Cosa occorre: Scrivi il seguito del testo sulle donne nei ruoli apicali delle aziende, cominciando subito dopo l'ultima frase riportata.

Estratto del testo:
---*---
“Donna è innovazione” questa volta è Monica Peta, dottore commercialista, impegnata a sostenere il cammino verso ruoli apicali nelle aziende del mondo, di quante ne hanno titolo e capacità, tanto che è componente scientifico del progetto di ricerca “Il ruolo della donna nel mondo” dell’Unipace di Roma.
“Fotografiamo quanto succede nelle aziende tenendo conto delle specificità del contesto, per quanto riguarda le imprese del mondo della finanza è, già, emersa una evidente sotto rappresentazione delle donne nei ruoli apicali. Negli Stati Uniti dove le donne sono poco più della metà della forza lavoro, solo il 4,6% ricopre il ruolo di top manager. In Italia si registrano numeri ancora più bassi, meno del 2% delle imprese manifatturiere ha una donna come amministratore delegato”.
La leadership al femminile è ancora un’utopia …
“Dobbiamo lavorare sulla conoscenza ecco perché con la nostra ricerca proponiamo un’analisi delle relazioni tra le diverse leadership con particolare attenzione alle differenze salariali evidentemente, ma la novità è ragionare in termini di impatto sulla produttività”.
---*---
Voci estratte:

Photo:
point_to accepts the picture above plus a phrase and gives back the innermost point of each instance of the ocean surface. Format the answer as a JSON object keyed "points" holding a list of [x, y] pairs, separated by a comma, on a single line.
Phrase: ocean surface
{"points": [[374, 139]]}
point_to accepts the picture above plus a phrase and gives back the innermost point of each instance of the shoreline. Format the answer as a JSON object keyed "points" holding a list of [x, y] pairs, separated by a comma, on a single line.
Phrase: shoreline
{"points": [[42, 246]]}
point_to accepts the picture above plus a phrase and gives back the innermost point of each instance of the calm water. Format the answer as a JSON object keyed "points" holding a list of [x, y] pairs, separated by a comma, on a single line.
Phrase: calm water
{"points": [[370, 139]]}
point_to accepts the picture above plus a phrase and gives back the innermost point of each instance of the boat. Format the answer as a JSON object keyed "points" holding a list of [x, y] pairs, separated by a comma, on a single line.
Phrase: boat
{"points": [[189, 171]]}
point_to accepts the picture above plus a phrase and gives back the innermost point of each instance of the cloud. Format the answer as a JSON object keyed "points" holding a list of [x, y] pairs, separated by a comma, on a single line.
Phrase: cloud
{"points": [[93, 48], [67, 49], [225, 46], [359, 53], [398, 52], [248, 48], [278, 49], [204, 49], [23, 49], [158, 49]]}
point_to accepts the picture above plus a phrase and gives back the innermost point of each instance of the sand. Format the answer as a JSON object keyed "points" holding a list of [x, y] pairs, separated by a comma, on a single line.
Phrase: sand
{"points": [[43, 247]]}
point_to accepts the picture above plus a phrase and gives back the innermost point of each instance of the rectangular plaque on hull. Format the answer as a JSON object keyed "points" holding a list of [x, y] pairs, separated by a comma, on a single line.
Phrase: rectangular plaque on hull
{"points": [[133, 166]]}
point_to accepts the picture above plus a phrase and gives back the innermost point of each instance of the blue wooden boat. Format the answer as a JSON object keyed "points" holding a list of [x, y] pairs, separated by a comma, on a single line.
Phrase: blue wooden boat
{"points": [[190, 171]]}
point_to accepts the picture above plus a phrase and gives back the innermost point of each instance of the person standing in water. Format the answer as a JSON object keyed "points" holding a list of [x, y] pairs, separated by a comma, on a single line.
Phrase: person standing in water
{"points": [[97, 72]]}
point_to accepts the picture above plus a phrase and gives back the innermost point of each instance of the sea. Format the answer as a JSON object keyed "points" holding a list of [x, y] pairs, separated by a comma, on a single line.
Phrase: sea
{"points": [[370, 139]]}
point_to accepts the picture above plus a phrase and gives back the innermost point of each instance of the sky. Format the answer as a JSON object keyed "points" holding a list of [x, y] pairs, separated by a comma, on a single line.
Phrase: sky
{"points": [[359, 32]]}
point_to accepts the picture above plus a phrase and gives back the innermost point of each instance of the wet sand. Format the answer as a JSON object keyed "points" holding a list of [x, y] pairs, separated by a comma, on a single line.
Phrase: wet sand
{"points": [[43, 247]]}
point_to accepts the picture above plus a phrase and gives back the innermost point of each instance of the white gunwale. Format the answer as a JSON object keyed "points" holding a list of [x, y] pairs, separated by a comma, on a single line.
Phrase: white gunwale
---*---
Risultato dell'esercizio:
La presenza di una donna ai vertici delle aziende può quindi avere un impatto positivo sul fatturato?
“Il modo in cui noi ci relazioniamo è diverso da quello degli uomini, non per questo meno valido. Noi siamo vittime di pregiudizi atavici che non meritiamo, perché siamo portatrici anche di pace e armonia oltre che di competenze. Con la ricerca vogliamo sostenere questa tesi attraverso i numeri. Purtroppo, ancora oggi quando a esaminare una candidata è un amministratore delegato, la valutazione non viene fatta solo sulle competenze essenziali per il lavoro. Un dato di fatto legato alla cultura, alla nostra storia. Noi vogliamo che le donne, come gli uomini, siano valutate per competenze, capacità produttive e fatturati”.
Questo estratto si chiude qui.